Required work - Starting at the line that contains "Segment every instance of the low" and stopping after the line that contains "123 213 L 119", convert those lines of the records into a Markdown table with the columns Row and Line. Number each line in Row, put its text in Line, and omit blank lines.

Records for the task -
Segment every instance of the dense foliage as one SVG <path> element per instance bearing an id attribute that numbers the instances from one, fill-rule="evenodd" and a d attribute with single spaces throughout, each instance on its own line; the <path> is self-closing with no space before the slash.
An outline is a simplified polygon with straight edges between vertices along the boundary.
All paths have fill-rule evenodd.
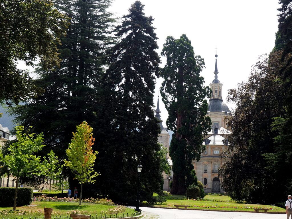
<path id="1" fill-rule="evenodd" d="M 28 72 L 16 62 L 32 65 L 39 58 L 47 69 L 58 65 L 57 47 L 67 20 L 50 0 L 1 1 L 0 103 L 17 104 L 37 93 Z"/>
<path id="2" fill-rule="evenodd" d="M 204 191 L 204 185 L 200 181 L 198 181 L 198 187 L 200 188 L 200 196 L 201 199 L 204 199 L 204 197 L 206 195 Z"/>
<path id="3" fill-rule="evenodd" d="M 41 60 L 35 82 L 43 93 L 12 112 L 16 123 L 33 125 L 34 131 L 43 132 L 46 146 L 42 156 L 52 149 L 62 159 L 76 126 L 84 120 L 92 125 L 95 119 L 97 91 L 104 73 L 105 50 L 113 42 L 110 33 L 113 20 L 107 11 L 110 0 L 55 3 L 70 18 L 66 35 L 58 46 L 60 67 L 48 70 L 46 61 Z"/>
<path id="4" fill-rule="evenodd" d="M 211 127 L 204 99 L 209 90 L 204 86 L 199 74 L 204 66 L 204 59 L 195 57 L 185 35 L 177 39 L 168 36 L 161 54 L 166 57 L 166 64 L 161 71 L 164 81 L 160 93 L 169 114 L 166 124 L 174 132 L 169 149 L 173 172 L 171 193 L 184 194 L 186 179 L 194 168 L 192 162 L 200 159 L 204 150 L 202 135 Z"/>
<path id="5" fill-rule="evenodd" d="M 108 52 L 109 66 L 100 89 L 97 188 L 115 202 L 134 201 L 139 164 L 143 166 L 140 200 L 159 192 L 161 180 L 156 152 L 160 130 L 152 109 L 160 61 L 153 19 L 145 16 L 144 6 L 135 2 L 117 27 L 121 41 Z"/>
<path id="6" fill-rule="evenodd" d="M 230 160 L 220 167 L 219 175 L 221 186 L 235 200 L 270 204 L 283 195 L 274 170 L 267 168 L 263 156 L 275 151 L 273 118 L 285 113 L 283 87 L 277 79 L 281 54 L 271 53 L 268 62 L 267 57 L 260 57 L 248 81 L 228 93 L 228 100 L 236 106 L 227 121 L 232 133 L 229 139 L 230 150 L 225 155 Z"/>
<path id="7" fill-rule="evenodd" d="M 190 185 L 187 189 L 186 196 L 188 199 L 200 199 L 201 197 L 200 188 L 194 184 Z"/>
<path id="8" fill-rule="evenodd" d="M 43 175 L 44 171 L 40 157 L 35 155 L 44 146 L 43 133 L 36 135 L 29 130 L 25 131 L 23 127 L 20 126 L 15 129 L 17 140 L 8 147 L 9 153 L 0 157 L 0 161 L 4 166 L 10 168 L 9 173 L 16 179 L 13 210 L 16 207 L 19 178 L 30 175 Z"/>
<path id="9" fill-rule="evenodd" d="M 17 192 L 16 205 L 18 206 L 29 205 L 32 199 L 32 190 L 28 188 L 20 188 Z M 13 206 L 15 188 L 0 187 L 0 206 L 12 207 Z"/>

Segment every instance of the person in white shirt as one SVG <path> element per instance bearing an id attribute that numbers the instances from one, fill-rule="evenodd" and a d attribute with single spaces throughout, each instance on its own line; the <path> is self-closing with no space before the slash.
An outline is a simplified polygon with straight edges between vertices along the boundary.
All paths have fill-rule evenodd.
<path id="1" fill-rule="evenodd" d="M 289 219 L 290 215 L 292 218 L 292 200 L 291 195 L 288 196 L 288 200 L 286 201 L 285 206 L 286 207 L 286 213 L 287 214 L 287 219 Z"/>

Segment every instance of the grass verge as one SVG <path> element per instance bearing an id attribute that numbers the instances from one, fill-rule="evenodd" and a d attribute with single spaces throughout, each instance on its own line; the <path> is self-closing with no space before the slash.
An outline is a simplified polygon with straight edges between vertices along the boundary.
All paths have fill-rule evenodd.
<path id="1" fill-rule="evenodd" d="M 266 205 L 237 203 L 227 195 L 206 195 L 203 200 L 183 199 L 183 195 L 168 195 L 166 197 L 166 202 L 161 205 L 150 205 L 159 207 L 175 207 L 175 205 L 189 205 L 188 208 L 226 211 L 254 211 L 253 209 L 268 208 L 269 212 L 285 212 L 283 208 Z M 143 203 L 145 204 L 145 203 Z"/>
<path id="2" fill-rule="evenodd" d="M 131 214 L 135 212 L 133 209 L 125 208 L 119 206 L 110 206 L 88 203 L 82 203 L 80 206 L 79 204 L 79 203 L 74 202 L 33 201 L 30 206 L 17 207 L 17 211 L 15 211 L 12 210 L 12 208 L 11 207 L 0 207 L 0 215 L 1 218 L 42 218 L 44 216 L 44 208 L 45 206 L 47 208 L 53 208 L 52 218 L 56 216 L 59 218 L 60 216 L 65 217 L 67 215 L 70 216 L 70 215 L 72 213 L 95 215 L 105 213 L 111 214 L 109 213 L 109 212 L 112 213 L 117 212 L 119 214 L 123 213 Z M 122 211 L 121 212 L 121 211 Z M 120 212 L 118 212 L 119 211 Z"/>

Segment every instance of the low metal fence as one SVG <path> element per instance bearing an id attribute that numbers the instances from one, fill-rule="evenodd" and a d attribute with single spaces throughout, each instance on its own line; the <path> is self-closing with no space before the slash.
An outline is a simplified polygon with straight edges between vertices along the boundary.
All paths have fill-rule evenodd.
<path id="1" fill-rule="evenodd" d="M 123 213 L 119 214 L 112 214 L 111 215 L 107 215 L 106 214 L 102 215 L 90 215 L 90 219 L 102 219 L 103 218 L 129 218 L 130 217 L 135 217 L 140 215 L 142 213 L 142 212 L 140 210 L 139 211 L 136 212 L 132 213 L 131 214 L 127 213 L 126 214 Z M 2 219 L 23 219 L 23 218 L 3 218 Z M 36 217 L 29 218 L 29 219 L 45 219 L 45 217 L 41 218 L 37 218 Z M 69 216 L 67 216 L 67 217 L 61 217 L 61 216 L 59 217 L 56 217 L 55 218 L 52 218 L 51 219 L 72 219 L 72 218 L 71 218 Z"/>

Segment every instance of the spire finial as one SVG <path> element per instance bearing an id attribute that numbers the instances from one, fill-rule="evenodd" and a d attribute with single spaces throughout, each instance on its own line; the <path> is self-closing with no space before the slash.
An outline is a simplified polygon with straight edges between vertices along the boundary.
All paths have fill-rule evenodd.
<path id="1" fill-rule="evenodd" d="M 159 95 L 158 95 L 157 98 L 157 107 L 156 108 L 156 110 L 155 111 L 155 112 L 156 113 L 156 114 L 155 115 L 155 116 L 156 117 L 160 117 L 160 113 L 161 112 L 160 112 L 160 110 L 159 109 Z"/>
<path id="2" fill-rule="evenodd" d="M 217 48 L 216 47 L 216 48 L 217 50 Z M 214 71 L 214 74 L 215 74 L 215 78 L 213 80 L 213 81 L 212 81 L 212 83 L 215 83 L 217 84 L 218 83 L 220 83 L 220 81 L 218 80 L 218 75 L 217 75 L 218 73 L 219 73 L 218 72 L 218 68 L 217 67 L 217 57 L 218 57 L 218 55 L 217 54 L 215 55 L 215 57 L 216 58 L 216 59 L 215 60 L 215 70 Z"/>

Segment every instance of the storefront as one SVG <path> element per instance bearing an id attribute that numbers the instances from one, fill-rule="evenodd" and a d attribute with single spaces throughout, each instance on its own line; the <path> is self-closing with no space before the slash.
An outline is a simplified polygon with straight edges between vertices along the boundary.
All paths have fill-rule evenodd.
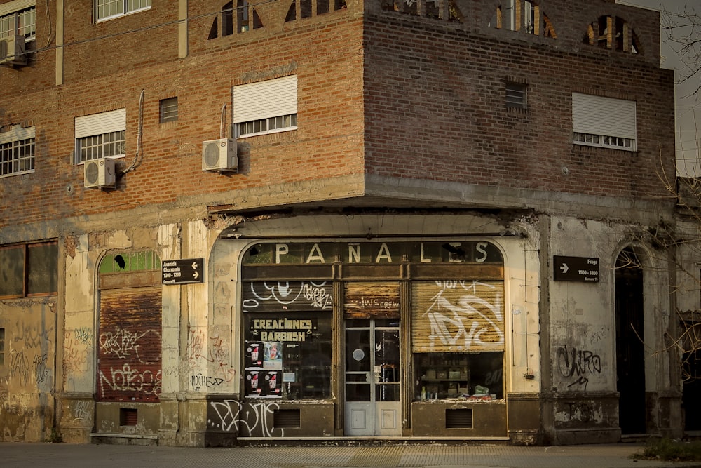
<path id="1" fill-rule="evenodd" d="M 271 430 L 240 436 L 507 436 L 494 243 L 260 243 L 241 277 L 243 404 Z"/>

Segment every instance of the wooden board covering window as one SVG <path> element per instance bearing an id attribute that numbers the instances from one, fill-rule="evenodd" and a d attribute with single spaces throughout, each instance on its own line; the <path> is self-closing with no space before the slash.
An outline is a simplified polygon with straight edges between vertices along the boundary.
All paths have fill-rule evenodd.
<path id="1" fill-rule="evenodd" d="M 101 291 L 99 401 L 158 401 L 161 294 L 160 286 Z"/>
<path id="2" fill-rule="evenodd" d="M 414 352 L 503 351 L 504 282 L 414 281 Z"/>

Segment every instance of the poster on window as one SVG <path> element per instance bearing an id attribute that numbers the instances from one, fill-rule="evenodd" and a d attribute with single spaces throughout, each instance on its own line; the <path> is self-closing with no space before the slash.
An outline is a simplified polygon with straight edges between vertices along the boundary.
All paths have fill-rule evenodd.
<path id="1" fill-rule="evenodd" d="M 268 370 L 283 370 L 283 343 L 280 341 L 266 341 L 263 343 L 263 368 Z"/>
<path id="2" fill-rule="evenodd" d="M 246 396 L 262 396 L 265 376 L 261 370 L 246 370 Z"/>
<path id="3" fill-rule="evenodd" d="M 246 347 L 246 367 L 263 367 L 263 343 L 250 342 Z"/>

The completed task -
| Row | Line |
|---|---|
| 1 | Segment every instance of the low metal fence as one SVG <path> element per instance bearing an id attribute that numbers the instances from one, fill-rule="evenodd" and a d attribute with single spaces throughout, each instance on its own line; the <path> is self-closing with no space before the slash. |
| 2 | An outline is a simplified polygon with straight edges between vertices along the boundary. |
| 3 | All paths have fill-rule evenodd. |
| 4 | <path id="1" fill-rule="evenodd" d="M 123 213 L 119 214 L 112 214 L 111 215 L 107 215 L 106 214 L 102 215 L 90 215 L 90 219 L 102 219 L 103 218 L 129 218 L 130 217 L 135 217 L 140 215 L 142 213 L 142 212 L 140 210 L 139 211 L 136 212 L 132 213 L 131 214 L 127 213 L 126 214 Z M 2 219 L 23 219 L 23 218 L 3 218 Z M 36 217 L 29 218 L 29 219 L 45 219 L 45 217 L 41 218 L 37 218 Z M 69 216 L 67 216 L 67 217 L 61 217 L 61 216 L 59 217 L 56 217 L 55 218 L 52 218 L 51 219 L 72 219 L 72 218 L 71 218 Z"/> |